Everything here is old. All rants, complaints, etc. since late 2001 are in the log.

The original goal of Tinotopia restaurant reviews was to provide a scientific and particularly reproducible standard by which to judge restaurants.

However, it's turned out that most of the establishments -- chain restaurants in Northern Virginia, for the most part -- visited were so awful as to be not worth attempting to assign numerical values to the various characteristics of the place. Instead, I present an assortment of suburban dining horror stories.

There would be more stories here, but these experiences are usually the kind of thing one would rather forget.

You might also want to check out my account of my experiences at Burger King.

Oh, and if you work in the restaurant industry and are thinking of firing off an indignant e-mail to me about how I'm a moron and how I don't realize what a difficult job it is to please fucktard customers like me: Believe that your customers are idiots, and you won't be disappointed.

You'll treat people badly, and the only ones who come back will truly be idiots. If all your guests seem to be pains in the ass, you either have a problem yourself or you're working in the wrong place.
• • • • •
__Aim of the exercise__: Please write the next part of the restaurant reviews text, picking up after its last sentence. The lines after the restaurant reviews text are separate material, unrelated to it.
• • • • •
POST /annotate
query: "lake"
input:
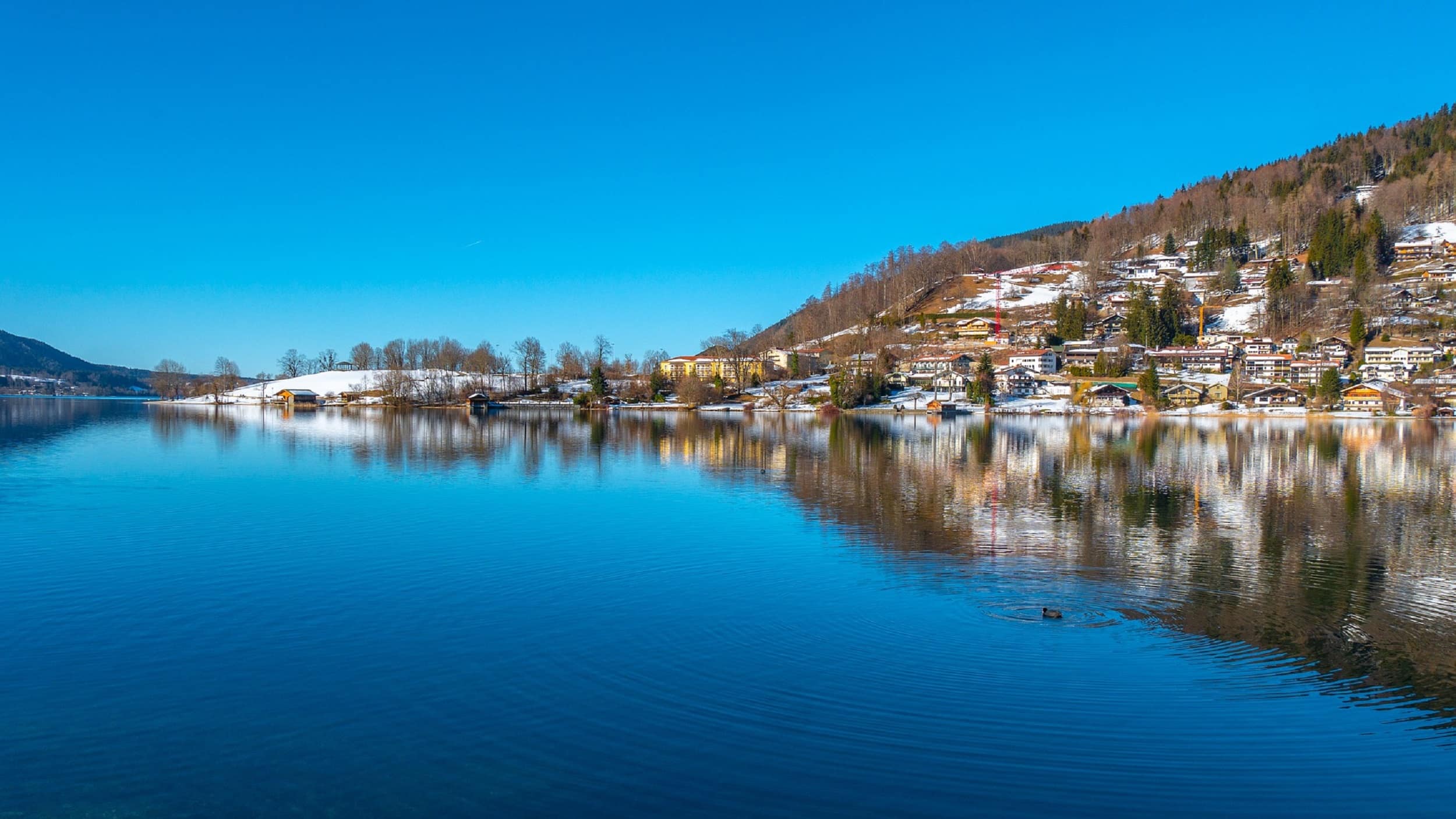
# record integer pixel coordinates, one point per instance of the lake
(242, 612)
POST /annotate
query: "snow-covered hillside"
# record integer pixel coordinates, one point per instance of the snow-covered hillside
(1445, 231)
(334, 382)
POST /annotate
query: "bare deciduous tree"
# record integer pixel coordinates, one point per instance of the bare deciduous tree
(363, 356)
(169, 378)
(226, 375)
(292, 365)
(532, 358)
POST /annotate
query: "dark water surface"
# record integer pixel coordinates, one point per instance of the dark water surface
(234, 612)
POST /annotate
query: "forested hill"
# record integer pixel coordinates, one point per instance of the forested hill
(1398, 175)
(22, 356)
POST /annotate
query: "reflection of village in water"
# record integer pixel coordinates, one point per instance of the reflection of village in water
(1333, 542)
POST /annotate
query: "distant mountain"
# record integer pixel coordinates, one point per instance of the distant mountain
(36, 358)
(21, 356)
(1034, 234)
(1341, 202)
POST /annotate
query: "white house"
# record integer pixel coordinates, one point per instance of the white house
(1036, 361)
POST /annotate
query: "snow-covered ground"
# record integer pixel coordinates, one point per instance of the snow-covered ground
(1445, 231)
(1239, 318)
(1015, 296)
(334, 382)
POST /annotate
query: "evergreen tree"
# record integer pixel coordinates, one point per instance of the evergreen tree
(1378, 238)
(986, 379)
(1330, 385)
(1148, 382)
(1142, 318)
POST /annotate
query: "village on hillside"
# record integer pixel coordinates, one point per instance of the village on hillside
(1145, 331)
(1062, 338)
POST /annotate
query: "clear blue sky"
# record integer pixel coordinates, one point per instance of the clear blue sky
(188, 182)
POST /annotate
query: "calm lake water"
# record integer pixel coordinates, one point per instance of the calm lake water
(236, 612)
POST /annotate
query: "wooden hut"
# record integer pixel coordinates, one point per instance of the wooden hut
(299, 397)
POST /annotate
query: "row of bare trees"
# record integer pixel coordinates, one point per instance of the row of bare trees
(1414, 162)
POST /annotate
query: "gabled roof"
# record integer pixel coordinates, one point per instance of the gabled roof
(1274, 390)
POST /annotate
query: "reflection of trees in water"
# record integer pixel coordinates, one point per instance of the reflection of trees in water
(1331, 541)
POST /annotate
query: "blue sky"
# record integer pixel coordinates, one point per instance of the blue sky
(190, 182)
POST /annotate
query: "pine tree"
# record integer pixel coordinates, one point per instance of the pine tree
(1330, 385)
(986, 379)
(1142, 318)
(1148, 382)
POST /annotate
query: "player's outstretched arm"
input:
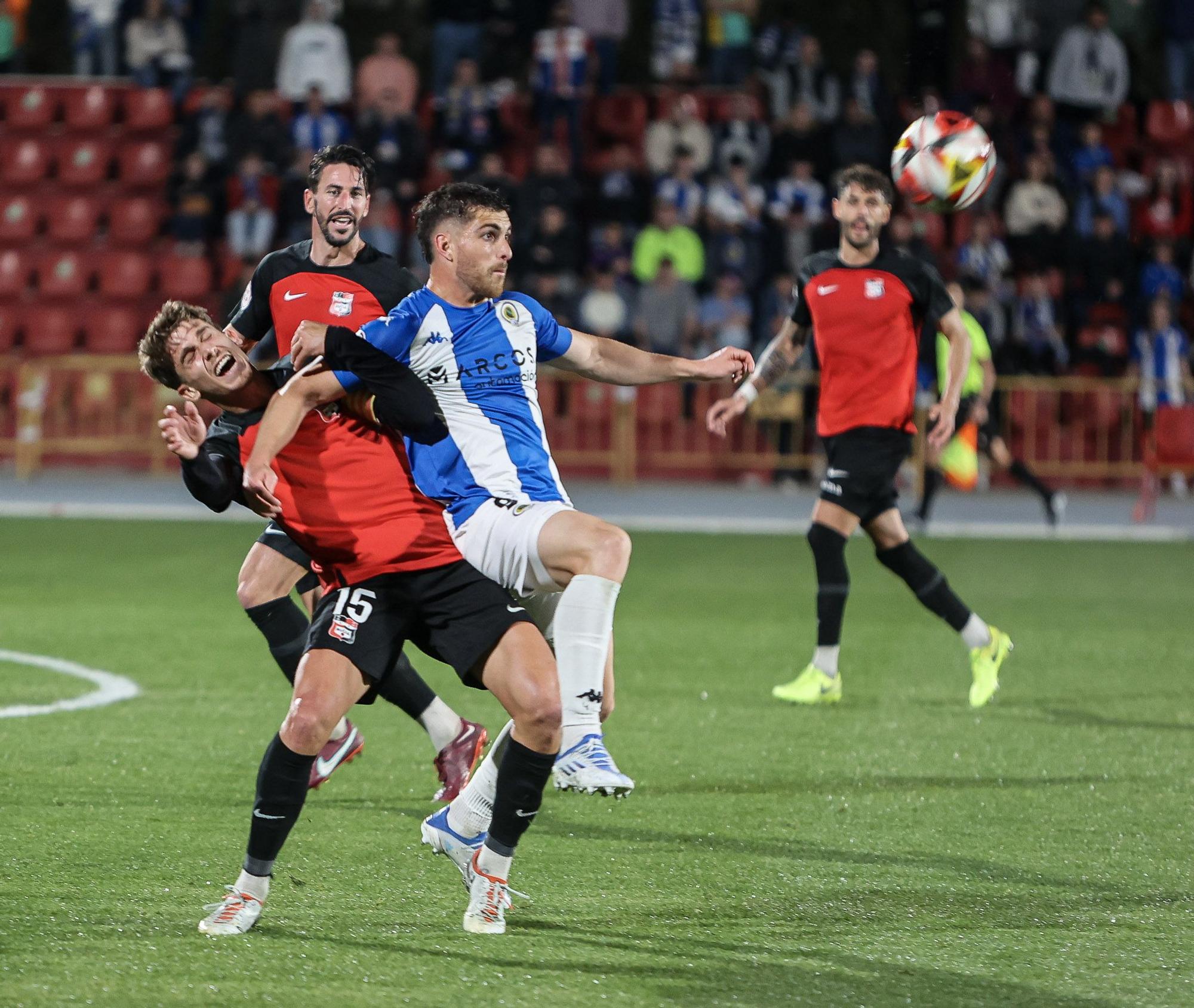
• • • • •
__Answer area__:
All of the complaining I do here has to do with incompetent restaurant management, usually at large chains. I'm willing to forgive servers getting swamped, waits for tables, etc., because these things happen from time to time. I'm not a nut who expects perfect service all the time. When there's a 40-minute wait for a table (and a mostly empty restaurant) every week because nobody showed up for work, though, it's generally a sign that the management doesn't have the first clue. When I'm told that a restaurant is out of, say, cheesecake or baked potatoes or snow peas, I understand. When I'm told a restaurant is out of lettuce or tomatoes or cheddar cheese, I'm going to be less patient.